Records from a data source:
********

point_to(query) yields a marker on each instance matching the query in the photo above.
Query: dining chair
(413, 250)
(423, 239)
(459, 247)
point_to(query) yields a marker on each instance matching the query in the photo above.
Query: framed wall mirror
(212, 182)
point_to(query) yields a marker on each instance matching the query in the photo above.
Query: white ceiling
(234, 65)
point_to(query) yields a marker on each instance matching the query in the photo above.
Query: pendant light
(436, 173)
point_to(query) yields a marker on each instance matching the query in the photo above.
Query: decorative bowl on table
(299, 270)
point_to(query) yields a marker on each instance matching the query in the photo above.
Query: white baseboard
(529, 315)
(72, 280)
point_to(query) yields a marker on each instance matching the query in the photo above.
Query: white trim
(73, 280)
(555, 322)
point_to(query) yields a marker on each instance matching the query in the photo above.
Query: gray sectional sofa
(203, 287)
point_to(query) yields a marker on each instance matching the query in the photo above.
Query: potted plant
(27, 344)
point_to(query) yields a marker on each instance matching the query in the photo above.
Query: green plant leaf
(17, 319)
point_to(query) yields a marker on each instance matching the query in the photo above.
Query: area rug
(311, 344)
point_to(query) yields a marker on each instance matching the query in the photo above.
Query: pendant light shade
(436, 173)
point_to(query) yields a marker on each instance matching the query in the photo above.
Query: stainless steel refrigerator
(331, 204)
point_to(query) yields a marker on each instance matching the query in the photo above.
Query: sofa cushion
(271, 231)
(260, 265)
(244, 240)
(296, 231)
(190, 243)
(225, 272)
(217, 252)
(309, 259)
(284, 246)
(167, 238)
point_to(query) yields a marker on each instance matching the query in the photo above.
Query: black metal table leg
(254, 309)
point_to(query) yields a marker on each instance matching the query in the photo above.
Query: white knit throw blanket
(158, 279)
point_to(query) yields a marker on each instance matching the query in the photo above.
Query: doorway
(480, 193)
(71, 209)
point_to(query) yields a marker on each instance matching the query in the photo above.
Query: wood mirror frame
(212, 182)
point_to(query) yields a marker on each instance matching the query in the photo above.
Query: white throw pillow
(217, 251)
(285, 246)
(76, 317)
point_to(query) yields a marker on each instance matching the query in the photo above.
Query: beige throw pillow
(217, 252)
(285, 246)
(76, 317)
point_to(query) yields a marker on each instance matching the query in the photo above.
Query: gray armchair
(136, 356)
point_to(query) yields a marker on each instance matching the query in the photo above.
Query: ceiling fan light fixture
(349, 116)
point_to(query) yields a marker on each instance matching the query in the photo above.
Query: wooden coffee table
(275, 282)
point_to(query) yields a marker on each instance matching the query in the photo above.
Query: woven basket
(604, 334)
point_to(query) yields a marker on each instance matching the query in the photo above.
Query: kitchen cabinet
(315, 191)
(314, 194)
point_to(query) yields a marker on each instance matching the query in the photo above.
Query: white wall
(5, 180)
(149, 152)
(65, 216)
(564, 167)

********

* _EXERCISE DIRECTIONS_: The listing above should be transcribed in full, exactly as written.

* _RESPONSE_:
point_to(query) yields a marker on each instance matching the query in the photo above.
Query: dining chair
(413, 250)
(423, 239)
(459, 247)
point_to(query) yields a marker on each instance matching the query in the photo above.
Query: framed wall mirror
(212, 182)
point_to(query) yields a marker on each instance matching the query in the photo above.
Query: white ceiling
(234, 65)
point_to(query) yields a marker on each instance matching the query in the photo above.
Query: pendant light
(436, 173)
point_to(query) yields a marker on each instance matching the query in the photo above.
Query: decorative bowl on table
(299, 270)
point_to(query) yields a marker on each instance matching the query in the photo above.
Query: white baseboard
(529, 315)
(72, 280)
point_to(query) yields a marker on each instance matching the query in the photo above.
Query: white trim
(73, 280)
(555, 322)
point_to(query) yields a marker on each instance matching the query in the photo above.
Query: gray sectional sofa
(203, 287)
point_to(query) yields a marker on each instance matching the query in the photo above.
Query: potted plant
(27, 344)
point_to(query) yields a marker on each instance matching the query in the photo above.
Query: green plant leaf
(17, 319)
point_to(query) yields a marker on each instance matching the query in the photo above.
Query: area rug
(311, 344)
point_to(query) yields a marker on each instance matching the query in the photo above.
Query: pendant light shade
(436, 173)
point_to(query) yields a marker on each instance matching the query in the photo above.
Query: stainless steel refrigerator
(331, 204)
point_to(query) yields a marker on each instance matching the query in the photo above.
Query: sofa cushion
(271, 231)
(260, 265)
(244, 240)
(296, 231)
(190, 243)
(225, 272)
(217, 252)
(309, 259)
(284, 246)
(167, 238)
point_to(query) yields a marker on each instance matching the query in the photo above.
Query: black metal table leg
(254, 309)
point_to(query) yields a marker on each instance matching the query in the photo above.
Query: white knit throw blanket
(158, 279)
point_to(query) yields a marker on each instance matching the query in the photo above.
Query: doorway
(480, 193)
(71, 209)
point_to(query) yields a marker on each instance matching the query in the photo above.
Query: wood mirror frame
(212, 182)
point_to(query) yields a marker on each instance matching the query in the photo above.
Query: white throw pillow
(217, 251)
(285, 246)
(76, 317)
point_to(query) yields a marker on each instance matching the query in the photo above.
Query: beige throw pillow
(217, 252)
(285, 246)
(76, 317)
point_to(query) yields a marker on each instance matching the query in the photo above.
Query: gray armchair
(136, 356)
point_to(query) yields a marker on each instance matching the query in the photo above.
Query: ceiling fan light fixture
(349, 116)
point_to(query) yields a marker on each instance matching the query in the photo above.
Query: wooden coffee table
(275, 282)
point_to(query) yields a marker on each instance matching the query in the photo above.
Query: woven basket
(604, 334)
point_to(query) yields a marker on each instance matching the query in the photo above.
Query: kitchen cabinet
(315, 191)
(314, 194)
point_to(query) yields a marker on each instance matching the query in the photo above.
Query: white wall
(5, 180)
(149, 152)
(65, 216)
(564, 167)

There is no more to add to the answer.